__Source excerpt__.
↓

- Johanna Tesch 1910
- Born: Johanna Friederike Carillon 24 March 1875 Frankfurt am Main, Hesse-Nassau, Germany
- Died: 13 March 1945 (aged 69) KZ Ravensbrück, Brandenburg, Germany
- Occupations: Trades Union activist & Politician
- Political party: SPD
- Spouse: Richard Tesch
- Children: 3

= Johanna Tesch =

German politician

Johanna Friederike Tesch (born Carillon; 24 March 1875 – 13 March 1945) was a leading German Social Democratic Party politician, most active on the national stage during the 1920s.

After 1933, as Germany became a one party dictatorship, she and her husband Richard stayed in the country. She died in Ravensbrück concentration camp.

==Life==

===Early years===
Johanna Friederike Carillon was born into a family originally of Huguenot provenance in the Sachsenhausen quarter of Frankfurt am Main, on the south side of the river. She attended school locally at the "Souchay-Mittelschule" between 1882 and 1889, but received no higher education or training. Her father was a master tailor, and until her marriage in 1899 or 1900 Johanna lived "at home, helping with the housework".
In 1896, Johanna bore the son of Richard Tesch, a Prussian tailor who had come to apprentice with her father in 1892. The child was baptised Friedrich and the couple married in 1899
after which they had two more sons Wilhelm (1899) and Carl (1902).

===Political engagement===
Following the birth of her youngest son, Carl, in 1902, Johanna began to engage in political activities, initially at a local level. Her political focus lay with the Social Democratic Party (SPD). Until 1908 women were not allowed to join political parties in Germany. Although she joined the SPD officially in 1909, the branch membership book records her joining in 1902. She campaigned for better educational opportunities for working-class women and girls: she was co-founder in 1902, together with Lina Heiden and Henriette Fürth, of the "Education Association for Working Class Women and Girls" (Bildungsvereins für Frauen und Mädchen der Arbeiterklasse”).

↑

__Work to do__.
Using the Johanna Tesch biography above, decide whether each statement agrees with it. Answer yes or no for each, and quote the exact words from the biography that settle it.
(a) Johanna attended the Souchay-Mittelschule from 1882 to 1889.
(b) Richard Tesch came to apprentice with her father in 1896.
(c) She co-founded an education association for working-class women and girls with Lina Heiden and Henriette Fürth.

__Data extract__.
↓

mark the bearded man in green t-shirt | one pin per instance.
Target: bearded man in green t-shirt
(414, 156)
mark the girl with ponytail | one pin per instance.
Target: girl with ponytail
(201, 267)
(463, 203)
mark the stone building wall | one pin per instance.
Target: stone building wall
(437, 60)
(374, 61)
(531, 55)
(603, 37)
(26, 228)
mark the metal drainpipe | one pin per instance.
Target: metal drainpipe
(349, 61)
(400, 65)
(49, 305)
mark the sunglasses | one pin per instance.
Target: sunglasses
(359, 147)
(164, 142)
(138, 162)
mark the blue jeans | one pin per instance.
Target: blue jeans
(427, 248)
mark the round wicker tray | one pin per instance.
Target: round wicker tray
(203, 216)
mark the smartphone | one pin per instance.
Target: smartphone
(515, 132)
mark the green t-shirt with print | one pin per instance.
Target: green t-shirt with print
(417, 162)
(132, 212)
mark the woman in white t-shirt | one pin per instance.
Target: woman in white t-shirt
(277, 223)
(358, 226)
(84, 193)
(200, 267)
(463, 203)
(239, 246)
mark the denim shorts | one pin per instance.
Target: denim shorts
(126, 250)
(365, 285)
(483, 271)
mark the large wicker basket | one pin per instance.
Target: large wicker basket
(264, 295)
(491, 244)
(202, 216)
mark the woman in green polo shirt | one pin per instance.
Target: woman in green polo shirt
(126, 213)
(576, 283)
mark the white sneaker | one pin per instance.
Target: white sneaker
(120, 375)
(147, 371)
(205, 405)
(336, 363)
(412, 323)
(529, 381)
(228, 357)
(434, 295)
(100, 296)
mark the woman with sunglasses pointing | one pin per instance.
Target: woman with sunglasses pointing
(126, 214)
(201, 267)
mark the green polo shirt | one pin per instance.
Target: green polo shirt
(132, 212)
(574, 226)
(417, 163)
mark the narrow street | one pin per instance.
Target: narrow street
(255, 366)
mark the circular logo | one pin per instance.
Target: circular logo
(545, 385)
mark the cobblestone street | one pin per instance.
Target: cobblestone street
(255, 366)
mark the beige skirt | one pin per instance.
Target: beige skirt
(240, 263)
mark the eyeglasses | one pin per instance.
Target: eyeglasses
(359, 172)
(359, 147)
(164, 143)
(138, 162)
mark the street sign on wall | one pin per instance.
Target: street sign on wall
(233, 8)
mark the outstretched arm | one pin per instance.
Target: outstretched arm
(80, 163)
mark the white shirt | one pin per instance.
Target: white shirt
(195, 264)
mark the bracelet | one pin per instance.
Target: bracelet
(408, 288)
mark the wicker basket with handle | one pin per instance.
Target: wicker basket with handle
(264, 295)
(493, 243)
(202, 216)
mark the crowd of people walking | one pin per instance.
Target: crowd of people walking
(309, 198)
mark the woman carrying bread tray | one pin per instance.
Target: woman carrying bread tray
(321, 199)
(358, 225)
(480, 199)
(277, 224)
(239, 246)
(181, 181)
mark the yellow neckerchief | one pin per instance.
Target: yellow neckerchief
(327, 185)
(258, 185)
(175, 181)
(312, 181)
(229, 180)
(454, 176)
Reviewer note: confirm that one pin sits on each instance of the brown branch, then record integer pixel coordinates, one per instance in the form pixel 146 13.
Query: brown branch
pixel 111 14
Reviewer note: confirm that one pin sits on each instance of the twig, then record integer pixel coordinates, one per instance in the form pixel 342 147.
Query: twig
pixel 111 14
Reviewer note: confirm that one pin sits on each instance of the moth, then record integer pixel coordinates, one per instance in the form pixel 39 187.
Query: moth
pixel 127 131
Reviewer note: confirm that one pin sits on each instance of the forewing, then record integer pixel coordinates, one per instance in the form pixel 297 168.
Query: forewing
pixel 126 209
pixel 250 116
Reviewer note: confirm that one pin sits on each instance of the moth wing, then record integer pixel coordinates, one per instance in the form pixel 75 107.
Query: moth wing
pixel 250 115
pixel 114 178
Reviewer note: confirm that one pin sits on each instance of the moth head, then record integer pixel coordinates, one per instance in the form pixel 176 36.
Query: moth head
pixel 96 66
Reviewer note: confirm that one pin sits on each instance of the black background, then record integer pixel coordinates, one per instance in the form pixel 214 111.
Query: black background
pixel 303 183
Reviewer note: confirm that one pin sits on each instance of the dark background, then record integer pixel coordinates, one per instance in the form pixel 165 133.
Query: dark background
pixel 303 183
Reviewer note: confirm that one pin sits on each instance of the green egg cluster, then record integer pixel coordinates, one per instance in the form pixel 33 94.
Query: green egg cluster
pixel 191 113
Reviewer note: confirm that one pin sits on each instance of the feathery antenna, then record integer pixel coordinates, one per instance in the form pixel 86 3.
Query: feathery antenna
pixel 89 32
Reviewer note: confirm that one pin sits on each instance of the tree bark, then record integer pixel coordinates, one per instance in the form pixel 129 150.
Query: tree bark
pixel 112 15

↑

__Solution to this task__.
(a) Yes: "She attended school locally at the "Souchay-Mittelschule" between 1882 and 1889"
(b) No: "a Prussian tailor who had come to apprentice with her father in 1892"
(c) Yes: "she was co-founder in 1902, together with Lina Heiden and Henriette Fürth"